====== SOURCE TEXT ======
This is a point worth making. Battlefield 1 feels like a move away from military shooter doctrine in plenty of ways. But the most interesting way it marks a departure from that kind of game may be in how little shooting there can be in what I’ve played so far, at least compared to the game’s contemporaries. The first real chapter, "Mud and Blood," is often as much an exercise in stealth and avoidance as it is a combat shooter, if not more so — assuming you choose to play it that way. And Battlefield 1 clearly wants you to play it that way, with a presentation that emphasizes how overwhelmingly outnumbered you are as a tank driver guiding his crew through a pea-soup fog in a shell-blasted swamp.
Sneaking in Battlefield 1 doesn’t feel like a bolted-on idea or concept. Instead, it’s a clearly developed set of mechanics that feels lifted directly from 2015’s Battlefield Hardline. So far, it really works. Battlefield 1’s campaign could drop the ball later on — though I’m not really worried it will, based on what I’ve played so far — so we’ll have to wait just a bit longer to see if it can deliver on the promises it seems to be making.
There are fewer questions remaining with Battlefield 1’s multiplayer.
Battlefield 1 feels like a drawing back from the direct competition with Call of Duty that DICE and EA have seemed unhealthily fixated on since Battlefield 3 in 2011, and that’s to the game’s benefit. Weapon dynamics aren’t as much of a throwback as the setting might suggest, with plenty of automatic options in addition to the semi-automatic and bolt-action weapons that seem appropriate for WWI. Battlefield 1 may or may not be historically accurate, but it feels internally consistent, at least.
======
* [ACTIONS TO TAKE]:
**a.** Transcribe the part of the Battlefield 1 passage that begins with the words containing "Sneaking in Battlefield" and ends with "Battlefield 1’s multiplayer.".
**b.** In the Battlefield 1 passage, why does sneaking not feel like a bolted-on idea or concept? Answer in one to three sentences.
====== ENTRIES SHOWN ======
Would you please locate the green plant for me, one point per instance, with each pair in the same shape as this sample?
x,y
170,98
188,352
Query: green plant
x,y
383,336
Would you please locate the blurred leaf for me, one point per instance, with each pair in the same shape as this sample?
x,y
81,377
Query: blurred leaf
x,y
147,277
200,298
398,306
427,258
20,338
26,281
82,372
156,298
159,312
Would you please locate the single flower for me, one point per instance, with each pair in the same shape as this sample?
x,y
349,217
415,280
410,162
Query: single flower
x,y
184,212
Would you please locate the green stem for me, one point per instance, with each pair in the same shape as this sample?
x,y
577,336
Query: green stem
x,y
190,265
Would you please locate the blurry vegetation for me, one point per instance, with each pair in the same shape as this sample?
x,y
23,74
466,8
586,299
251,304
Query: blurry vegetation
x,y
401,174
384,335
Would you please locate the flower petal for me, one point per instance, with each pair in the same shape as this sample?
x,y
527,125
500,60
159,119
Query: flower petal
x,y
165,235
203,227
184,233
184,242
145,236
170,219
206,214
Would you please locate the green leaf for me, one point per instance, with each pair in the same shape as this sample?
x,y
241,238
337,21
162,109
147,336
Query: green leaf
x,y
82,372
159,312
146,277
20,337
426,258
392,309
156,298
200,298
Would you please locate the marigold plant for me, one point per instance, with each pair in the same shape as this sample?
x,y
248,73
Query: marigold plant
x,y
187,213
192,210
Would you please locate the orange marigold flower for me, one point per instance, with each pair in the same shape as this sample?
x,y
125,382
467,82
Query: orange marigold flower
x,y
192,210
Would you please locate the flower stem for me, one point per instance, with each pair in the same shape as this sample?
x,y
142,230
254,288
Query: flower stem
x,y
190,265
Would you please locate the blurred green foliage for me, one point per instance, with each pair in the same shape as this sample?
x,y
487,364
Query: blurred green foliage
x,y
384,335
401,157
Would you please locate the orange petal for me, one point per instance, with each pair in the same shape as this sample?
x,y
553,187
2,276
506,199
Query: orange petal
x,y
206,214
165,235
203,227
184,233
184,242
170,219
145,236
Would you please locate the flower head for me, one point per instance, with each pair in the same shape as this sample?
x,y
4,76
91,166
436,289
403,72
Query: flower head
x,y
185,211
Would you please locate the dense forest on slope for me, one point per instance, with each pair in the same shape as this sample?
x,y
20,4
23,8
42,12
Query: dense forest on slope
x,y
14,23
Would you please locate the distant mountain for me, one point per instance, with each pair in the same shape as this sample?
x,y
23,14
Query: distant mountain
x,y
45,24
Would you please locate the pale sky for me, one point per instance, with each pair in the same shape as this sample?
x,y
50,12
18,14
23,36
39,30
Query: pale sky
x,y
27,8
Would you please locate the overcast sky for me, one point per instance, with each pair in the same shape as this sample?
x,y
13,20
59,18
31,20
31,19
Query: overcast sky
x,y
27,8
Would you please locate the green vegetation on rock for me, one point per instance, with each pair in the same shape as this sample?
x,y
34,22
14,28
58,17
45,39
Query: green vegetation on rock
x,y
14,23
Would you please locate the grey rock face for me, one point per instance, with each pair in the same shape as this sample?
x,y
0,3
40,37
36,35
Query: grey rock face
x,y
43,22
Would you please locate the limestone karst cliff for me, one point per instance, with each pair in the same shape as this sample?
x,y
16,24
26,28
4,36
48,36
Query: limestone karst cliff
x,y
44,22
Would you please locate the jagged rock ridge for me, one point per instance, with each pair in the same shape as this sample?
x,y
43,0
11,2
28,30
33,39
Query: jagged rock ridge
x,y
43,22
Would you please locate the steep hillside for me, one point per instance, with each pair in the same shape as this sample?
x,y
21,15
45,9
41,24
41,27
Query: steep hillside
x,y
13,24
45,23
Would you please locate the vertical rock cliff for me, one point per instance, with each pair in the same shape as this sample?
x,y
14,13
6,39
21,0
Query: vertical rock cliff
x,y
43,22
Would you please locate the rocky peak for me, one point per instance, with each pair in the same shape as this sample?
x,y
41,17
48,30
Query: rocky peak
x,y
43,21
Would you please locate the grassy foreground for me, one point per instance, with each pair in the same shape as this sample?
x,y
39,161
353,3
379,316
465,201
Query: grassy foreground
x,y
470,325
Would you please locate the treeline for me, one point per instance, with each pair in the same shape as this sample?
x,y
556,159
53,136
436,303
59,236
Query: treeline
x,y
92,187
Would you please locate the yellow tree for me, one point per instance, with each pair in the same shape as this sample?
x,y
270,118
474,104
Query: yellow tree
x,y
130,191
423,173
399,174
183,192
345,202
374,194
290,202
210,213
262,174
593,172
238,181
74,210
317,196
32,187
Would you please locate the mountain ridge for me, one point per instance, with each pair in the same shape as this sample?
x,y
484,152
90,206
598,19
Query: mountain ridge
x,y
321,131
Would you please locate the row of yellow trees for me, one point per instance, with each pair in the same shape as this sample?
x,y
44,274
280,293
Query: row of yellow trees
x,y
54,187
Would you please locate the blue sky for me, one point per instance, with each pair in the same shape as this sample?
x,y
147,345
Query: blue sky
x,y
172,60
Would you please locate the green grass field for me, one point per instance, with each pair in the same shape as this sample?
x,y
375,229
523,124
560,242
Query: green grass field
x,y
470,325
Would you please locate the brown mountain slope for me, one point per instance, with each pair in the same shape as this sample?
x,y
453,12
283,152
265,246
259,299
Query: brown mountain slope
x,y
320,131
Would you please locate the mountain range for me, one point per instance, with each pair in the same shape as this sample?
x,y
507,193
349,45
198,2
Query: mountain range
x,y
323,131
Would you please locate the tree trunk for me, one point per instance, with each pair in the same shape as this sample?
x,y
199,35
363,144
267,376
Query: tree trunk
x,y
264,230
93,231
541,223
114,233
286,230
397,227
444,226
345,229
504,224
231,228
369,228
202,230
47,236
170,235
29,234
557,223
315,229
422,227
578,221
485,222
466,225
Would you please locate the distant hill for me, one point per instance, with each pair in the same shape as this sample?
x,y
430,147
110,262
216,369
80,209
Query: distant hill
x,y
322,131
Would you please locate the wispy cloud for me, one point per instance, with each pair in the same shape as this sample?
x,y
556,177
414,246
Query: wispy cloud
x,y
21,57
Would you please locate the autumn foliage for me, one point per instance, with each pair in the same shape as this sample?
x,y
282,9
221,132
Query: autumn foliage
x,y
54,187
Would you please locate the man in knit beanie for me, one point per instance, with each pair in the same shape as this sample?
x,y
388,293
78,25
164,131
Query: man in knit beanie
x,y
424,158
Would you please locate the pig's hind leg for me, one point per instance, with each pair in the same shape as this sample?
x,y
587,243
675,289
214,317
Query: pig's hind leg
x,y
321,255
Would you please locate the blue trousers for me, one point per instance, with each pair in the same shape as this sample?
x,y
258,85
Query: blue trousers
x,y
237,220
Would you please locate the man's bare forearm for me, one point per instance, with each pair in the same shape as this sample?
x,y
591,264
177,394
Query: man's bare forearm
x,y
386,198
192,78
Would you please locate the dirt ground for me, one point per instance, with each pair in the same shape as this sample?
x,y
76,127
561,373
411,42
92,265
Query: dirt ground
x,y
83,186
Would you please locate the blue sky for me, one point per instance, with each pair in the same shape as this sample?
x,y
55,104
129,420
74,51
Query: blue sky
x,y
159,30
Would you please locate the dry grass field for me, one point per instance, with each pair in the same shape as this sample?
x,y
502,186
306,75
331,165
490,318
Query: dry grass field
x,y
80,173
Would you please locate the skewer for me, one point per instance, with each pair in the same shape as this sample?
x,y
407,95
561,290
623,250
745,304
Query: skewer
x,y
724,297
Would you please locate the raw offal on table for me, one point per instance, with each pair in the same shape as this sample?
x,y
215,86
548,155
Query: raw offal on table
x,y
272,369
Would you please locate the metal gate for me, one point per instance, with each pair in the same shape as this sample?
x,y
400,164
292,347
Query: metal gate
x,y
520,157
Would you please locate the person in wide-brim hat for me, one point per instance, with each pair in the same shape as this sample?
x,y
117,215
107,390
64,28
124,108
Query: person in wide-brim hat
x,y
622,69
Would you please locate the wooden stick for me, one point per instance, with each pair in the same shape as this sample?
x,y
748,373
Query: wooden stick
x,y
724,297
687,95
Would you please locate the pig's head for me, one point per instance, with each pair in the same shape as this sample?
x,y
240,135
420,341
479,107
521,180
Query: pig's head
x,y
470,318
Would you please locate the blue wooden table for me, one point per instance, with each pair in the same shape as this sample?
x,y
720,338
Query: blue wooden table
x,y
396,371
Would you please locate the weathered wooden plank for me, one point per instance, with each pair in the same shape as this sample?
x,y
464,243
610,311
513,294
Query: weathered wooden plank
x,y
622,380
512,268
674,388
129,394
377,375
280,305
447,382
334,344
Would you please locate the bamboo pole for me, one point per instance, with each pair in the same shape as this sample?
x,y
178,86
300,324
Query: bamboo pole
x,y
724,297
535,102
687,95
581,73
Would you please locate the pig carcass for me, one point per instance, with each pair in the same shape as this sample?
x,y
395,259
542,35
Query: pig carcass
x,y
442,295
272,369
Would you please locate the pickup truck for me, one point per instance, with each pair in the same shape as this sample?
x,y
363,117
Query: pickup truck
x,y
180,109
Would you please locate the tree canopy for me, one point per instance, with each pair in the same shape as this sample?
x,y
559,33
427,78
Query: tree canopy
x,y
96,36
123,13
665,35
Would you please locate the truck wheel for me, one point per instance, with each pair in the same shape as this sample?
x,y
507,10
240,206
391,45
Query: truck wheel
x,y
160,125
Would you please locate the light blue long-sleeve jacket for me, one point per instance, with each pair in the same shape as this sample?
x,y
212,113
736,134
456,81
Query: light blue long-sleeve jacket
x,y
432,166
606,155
======
* [FINAL RESULTS]:
**a.**
Sneaking in Battlefield 1 doesn’t feel like a bolted-on idea or concept. Instead, it’s a clearly developed set of mechanics that feels lifted directly from 2015’s Battlefield Hardline. So far, it really works. Battlefield 1’s campaign could drop the ball later on — though I’m not really worried it will, based on what I’ve played so far — so we’ll have to wait just a bit longer to see if it can deliver on the promises it seems to be making.
There are fewer questions remaining with Battlefield 1’s multiplayer.

**b.** Sneaking is a clearly developed set of mechanics, not a bolted-on idea. Those mechanics feel lifted directly from 2015's Battlefield Hardline.